> _KUTIPAN TEKS_:
________________

Didesa kecil pinggiran kabupaten, seorang bocah berjalan tanpa alas kaki menuju sekolah yang hampir roboh. Ia membawa buku tipis yang sampulnya sudah lusuh, sementara di kejauhan terdengar suara bising sepeda motor anak-anak sekolah internasional yang melaju kencang ke arah gedung mewah berpendingin udara. Pemandangan itu seperti panggung dunia yang timpang. Ada anak yang belajar dengan perut kosong, ada pula yang sejak kecil sudah dipenuhi vitamin otak, les bahasa asing, hingga gawai canggih untuk menunjang belajarnya. Dua dunia itu sama-sama ada di negeri ini, berdampingan, namun seperti hidup di planet yang berbeda. Di titik inilah kita memahami, bahwa sejak seorang anak masih dalam kandungan, jalan hidupnya sudah ditentukan oleh privilese.
Jejak Privilege dalam Dunia Pendidikan
Ketika masyarakat ramai membicarakan artis besar yang mendapatkan beasiswa bergengsi, sebagian publik bertanya dalam hati. Mengapa seseorang yang sudah jelas-jelas punya akses finansial, koneksi luas, dan reputasi mentereng masih perlu mengambil jatah yang seharusnya bisa menjadi jalan keluar bagi anak-anak dari keluarga sederhana. Pertanyaan itu bukan soal iri hati, melainkan refleksi atas kenyataan yang kita hadapi bersama.

________________

> _DAFTAR DATA_:
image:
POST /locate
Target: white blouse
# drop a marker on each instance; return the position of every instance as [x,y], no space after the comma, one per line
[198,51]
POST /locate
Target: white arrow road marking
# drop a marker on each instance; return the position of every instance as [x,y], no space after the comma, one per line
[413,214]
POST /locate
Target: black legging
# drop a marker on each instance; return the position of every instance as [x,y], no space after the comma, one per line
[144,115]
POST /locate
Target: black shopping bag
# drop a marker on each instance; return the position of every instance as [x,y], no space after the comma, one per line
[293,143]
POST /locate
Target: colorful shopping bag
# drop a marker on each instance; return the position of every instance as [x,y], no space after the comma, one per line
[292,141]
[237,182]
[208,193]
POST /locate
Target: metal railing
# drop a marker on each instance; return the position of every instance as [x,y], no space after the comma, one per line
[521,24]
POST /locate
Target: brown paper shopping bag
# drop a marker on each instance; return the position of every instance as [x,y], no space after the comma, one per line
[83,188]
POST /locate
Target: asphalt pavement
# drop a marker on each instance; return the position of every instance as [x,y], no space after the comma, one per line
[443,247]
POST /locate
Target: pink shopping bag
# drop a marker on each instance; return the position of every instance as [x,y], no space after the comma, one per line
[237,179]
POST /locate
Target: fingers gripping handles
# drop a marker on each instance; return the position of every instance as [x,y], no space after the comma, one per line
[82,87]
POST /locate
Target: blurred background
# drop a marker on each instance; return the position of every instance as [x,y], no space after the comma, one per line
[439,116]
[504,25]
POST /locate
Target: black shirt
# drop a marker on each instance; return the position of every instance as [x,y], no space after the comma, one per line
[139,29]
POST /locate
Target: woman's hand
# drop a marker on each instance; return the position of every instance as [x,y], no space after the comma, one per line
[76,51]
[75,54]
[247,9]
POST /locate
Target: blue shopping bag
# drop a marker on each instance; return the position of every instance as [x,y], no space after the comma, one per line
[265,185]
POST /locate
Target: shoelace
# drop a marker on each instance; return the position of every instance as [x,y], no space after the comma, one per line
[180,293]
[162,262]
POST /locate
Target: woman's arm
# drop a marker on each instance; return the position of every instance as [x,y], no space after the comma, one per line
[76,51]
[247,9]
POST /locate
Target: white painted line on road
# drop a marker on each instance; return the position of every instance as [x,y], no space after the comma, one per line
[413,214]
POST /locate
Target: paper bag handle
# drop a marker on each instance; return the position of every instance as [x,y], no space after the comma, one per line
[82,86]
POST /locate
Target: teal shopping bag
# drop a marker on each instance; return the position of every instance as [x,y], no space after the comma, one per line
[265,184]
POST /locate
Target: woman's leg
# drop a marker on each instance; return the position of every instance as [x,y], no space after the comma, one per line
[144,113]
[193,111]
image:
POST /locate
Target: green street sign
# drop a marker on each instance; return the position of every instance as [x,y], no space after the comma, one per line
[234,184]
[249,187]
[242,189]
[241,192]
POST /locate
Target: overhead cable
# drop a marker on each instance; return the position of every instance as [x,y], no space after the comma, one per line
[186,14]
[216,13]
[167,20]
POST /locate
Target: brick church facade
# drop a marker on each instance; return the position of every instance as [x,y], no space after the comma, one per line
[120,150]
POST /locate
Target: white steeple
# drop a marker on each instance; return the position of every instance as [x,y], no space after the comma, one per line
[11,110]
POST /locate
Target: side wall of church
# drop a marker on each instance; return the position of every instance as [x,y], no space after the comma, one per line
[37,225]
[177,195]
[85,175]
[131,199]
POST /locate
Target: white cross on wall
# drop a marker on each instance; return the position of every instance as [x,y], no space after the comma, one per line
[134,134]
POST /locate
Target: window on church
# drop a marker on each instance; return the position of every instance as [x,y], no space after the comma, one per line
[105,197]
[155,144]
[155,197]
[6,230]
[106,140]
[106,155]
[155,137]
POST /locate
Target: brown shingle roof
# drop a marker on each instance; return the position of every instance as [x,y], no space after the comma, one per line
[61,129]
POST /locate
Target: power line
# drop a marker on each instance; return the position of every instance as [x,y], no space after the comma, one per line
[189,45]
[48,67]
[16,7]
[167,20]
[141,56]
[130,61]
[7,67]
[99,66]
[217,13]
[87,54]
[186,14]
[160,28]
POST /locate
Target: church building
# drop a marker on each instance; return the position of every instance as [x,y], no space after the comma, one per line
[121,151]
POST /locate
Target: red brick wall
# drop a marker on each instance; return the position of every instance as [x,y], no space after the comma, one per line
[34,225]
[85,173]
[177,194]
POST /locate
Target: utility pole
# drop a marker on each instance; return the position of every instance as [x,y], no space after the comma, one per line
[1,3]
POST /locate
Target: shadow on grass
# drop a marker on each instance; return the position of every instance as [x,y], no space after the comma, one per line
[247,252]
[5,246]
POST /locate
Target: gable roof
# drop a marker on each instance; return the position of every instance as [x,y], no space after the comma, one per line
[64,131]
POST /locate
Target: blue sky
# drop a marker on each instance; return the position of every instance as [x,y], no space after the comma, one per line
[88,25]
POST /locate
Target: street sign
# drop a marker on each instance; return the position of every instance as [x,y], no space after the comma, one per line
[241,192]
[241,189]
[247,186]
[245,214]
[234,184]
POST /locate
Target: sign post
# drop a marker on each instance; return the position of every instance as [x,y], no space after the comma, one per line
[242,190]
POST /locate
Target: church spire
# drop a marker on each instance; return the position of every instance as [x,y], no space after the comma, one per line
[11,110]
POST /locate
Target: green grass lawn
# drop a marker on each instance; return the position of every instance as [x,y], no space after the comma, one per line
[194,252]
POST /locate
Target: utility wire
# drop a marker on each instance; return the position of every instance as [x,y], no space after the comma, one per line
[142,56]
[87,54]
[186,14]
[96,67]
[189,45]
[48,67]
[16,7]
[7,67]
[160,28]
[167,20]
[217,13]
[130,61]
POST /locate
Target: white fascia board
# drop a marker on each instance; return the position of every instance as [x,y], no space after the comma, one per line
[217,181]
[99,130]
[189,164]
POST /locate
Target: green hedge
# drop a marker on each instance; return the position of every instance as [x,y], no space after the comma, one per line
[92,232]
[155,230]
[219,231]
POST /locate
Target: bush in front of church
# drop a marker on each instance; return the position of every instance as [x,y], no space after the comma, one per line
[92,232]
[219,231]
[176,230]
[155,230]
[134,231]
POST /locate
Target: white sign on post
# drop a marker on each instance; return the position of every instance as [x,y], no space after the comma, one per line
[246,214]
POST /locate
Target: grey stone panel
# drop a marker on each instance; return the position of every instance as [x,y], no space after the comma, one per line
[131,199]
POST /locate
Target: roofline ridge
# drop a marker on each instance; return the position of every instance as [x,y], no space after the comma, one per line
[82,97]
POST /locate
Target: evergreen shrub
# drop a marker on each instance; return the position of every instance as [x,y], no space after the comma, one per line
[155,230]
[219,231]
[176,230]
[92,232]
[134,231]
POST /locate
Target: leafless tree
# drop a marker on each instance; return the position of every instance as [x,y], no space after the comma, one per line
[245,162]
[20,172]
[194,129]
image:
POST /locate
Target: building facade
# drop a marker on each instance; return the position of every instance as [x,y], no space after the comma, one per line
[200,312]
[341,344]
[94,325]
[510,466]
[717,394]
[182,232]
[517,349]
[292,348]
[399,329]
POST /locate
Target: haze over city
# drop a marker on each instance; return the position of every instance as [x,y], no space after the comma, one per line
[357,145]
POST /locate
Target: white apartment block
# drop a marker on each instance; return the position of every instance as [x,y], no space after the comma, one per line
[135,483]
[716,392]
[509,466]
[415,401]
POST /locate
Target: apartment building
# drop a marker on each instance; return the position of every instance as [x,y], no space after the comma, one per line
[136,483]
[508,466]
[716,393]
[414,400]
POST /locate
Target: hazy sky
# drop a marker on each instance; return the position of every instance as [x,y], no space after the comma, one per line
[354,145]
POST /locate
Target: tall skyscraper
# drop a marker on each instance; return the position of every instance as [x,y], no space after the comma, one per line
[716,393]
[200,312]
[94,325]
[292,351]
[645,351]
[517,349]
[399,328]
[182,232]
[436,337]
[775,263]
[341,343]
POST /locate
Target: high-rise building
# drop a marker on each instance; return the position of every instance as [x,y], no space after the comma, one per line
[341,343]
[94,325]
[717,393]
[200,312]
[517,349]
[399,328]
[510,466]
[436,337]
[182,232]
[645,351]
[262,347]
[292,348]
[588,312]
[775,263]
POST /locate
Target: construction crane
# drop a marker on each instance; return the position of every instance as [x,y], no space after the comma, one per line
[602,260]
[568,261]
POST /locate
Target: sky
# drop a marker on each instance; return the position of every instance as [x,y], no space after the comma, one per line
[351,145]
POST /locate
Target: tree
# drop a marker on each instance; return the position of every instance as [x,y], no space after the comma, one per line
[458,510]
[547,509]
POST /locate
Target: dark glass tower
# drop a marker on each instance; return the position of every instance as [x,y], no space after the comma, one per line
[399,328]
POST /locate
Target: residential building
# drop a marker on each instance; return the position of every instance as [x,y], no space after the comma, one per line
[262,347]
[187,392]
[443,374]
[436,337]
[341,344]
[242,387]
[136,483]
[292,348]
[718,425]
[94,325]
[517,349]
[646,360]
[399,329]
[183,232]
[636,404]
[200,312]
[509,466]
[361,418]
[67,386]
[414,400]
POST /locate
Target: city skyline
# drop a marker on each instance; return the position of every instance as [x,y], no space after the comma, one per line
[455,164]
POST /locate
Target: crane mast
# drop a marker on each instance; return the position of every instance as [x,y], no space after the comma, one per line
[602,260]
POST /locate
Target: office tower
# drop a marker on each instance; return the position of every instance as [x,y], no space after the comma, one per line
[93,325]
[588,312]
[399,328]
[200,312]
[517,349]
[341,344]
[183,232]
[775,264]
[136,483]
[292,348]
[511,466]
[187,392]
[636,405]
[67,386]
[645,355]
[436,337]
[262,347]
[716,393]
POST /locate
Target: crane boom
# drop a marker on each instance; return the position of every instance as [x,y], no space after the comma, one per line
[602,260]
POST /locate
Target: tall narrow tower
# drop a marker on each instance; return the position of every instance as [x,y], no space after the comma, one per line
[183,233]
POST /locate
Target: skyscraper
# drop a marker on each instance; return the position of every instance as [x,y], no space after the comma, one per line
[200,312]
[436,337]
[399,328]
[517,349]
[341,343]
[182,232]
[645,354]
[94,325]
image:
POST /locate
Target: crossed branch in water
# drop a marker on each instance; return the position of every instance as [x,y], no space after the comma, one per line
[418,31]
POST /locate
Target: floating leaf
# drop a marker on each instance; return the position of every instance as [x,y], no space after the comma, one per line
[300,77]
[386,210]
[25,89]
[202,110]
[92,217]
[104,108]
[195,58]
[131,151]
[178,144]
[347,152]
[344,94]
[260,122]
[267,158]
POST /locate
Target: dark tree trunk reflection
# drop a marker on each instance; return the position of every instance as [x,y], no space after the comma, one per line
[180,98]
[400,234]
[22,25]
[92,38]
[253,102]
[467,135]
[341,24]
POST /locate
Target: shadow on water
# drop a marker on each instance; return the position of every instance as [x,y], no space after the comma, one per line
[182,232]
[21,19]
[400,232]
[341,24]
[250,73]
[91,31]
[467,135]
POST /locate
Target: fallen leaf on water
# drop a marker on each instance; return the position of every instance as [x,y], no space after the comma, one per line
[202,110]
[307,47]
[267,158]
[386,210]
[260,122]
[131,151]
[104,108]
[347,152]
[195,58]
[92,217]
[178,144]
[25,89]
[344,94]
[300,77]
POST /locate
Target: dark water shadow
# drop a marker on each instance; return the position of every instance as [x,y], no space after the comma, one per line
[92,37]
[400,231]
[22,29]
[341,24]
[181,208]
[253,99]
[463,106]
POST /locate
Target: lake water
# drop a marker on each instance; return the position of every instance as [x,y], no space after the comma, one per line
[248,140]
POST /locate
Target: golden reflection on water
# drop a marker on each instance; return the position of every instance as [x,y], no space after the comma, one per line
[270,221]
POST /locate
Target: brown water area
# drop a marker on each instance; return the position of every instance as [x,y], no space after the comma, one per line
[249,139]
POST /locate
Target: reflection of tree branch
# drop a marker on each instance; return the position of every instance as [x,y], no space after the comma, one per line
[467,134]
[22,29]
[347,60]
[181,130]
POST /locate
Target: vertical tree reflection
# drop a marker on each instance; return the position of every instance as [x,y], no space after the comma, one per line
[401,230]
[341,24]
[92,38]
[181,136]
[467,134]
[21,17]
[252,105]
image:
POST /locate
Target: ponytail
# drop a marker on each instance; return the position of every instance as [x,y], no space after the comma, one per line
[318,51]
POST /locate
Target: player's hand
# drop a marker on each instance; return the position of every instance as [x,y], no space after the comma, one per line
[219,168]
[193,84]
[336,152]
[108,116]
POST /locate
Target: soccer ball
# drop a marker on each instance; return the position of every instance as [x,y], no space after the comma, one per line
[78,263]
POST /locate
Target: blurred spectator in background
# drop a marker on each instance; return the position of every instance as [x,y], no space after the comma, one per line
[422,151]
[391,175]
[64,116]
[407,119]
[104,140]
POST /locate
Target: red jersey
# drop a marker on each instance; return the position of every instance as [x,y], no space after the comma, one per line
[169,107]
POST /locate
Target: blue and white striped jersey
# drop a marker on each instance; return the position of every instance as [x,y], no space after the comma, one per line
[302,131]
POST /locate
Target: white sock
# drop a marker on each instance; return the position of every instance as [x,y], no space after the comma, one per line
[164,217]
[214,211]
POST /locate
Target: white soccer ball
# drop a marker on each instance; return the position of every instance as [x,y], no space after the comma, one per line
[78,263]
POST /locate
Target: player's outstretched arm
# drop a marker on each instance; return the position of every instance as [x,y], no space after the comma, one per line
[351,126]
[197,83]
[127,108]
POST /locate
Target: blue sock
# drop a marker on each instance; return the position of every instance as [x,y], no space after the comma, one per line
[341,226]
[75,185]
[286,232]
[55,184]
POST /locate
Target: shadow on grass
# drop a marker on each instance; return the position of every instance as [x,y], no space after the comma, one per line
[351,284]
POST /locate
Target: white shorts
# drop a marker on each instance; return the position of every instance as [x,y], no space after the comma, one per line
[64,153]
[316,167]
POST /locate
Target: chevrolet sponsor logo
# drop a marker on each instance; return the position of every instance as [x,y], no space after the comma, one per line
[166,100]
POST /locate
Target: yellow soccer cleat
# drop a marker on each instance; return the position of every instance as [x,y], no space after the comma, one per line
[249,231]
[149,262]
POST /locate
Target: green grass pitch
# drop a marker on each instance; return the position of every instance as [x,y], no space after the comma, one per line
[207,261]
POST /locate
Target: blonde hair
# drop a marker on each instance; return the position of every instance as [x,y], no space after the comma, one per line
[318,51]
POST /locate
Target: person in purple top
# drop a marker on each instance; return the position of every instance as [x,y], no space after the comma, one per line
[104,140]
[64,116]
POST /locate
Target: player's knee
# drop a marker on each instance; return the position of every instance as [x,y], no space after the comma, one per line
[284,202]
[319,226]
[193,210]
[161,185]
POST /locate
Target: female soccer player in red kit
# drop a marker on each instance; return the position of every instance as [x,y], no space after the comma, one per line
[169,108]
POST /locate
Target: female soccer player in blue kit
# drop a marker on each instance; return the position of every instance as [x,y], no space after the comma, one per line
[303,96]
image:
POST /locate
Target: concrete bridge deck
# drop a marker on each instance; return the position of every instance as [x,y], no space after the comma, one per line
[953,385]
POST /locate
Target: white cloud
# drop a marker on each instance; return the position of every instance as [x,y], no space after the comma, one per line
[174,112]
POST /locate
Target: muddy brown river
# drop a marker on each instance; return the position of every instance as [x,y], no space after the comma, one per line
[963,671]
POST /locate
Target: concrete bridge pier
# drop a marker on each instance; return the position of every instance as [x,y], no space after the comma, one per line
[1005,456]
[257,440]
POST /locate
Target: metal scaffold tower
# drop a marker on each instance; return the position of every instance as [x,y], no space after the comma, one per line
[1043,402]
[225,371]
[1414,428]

________________

> _TUGAS PENGERJAAN_:
1. Menurut kutipan, apa yang dibawa bocah yang berjalan tanpa alas kaki menuju sekolah?
2. Kutip bagian kutipan mulai dari "Jejak Privilege dalam" sampai "kita hadapi bersama." tanpa mengubah satu kata pun.
Jawablah hanya dengan berpegang pada kutipan di atas.

> _JAWABAN YANG DIHARAPKAN_:
1. Ia membawa buku tipis yang sampulnya sudah lusuh.

2.
Jejak Privilege dalam Dunia Pendidikan
Ketika masyarakat ramai membicarakan artis besar yang mendapatkan beasiswa bergengsi, sebagian publik bertanya dalam hati. Mengapa seseorang yang sudah jelas-jelas punya akses finansial, koneksi luas, dan reputasi mentereng masih perlu mengambil jatah yang seharusnya bisa menjadi jalan keluar bagi anak-anak dari keluarga sederhana. Pertanyaan itu bukan soal iri hati, melainkan refleksi atas kenyataan yang kita hadapi bersama.